Provided records:
________________________

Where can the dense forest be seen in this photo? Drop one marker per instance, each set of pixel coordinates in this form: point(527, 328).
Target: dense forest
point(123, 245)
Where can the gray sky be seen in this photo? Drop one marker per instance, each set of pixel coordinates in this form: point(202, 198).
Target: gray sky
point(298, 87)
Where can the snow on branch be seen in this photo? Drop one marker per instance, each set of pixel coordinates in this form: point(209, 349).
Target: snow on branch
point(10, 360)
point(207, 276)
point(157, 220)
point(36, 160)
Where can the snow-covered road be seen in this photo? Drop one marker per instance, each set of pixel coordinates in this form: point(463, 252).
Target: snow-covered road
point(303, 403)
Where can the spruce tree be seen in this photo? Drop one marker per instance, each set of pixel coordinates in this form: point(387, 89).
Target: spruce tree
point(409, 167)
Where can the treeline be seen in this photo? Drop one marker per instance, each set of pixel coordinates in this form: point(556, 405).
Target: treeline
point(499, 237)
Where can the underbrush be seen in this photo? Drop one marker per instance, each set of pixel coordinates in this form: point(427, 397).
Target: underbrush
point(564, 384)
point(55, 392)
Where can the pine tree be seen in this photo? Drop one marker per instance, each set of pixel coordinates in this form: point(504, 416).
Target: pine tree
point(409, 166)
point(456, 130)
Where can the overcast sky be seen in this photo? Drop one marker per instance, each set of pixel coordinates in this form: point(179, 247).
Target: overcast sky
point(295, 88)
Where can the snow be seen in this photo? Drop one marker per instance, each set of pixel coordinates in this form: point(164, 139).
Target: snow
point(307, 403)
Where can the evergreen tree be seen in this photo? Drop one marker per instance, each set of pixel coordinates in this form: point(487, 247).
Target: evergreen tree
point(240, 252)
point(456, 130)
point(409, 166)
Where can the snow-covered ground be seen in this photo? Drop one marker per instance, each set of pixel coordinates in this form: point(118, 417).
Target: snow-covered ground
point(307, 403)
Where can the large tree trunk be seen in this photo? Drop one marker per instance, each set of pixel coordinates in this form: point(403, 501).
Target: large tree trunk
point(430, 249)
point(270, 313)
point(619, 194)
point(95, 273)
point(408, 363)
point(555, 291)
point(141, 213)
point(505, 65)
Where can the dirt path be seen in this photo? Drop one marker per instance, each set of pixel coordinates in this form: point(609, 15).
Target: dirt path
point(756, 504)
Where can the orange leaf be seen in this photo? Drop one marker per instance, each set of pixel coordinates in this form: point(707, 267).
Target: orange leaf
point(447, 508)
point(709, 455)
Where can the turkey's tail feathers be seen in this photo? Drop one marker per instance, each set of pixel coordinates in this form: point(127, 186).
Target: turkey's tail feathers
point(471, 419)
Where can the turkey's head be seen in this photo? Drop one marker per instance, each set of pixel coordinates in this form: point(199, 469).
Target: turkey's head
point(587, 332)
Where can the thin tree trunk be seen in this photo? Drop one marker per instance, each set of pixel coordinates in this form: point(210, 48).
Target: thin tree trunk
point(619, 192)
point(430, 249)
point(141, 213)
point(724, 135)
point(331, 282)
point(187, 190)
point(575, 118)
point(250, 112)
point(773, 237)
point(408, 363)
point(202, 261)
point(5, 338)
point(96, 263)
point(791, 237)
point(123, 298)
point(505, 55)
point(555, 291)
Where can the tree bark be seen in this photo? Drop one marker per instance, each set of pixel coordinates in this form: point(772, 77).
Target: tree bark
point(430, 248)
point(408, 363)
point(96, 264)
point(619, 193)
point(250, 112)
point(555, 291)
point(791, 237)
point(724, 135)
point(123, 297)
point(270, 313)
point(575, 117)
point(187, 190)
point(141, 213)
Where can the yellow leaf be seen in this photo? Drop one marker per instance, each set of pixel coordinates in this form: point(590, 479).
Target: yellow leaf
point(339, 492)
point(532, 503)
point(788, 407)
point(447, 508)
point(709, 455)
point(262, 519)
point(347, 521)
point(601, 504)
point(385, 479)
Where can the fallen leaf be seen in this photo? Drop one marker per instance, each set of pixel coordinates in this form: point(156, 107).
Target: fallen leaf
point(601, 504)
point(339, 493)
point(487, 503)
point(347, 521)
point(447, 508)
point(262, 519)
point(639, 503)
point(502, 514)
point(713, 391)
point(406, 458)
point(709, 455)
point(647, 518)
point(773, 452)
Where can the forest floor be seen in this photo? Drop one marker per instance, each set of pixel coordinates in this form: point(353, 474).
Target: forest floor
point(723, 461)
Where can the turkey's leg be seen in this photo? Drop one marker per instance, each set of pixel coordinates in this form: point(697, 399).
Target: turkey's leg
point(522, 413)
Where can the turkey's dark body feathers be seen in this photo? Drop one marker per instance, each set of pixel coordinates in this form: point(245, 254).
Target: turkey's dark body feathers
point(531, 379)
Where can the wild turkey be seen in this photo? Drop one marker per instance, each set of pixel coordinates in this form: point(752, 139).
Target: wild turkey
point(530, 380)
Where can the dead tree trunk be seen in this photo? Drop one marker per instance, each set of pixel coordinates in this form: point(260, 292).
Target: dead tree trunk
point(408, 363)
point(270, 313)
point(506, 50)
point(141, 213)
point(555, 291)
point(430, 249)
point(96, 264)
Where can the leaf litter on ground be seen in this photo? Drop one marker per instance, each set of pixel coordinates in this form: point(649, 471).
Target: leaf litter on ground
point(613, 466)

________________________

Given exercise: Rewrite the stretch of the material from the line containing "Where can the snow on" through the line containing "point(36, 160)", both included, with the requests kept as they are. Scale each coordinate in the answer points by 0.95 and round to a whole number, halves up, but leave the numbers in the requests and their format samples unchanged.

Response below:
Where can the snow on branch be seen in this photo? Drop one marker per instance, each set of pixel coordinates in this form: point(209, 349).
Target: snow on branch
point(10, 342)
point(197, 262)
point(149, 209)
point(34, 152)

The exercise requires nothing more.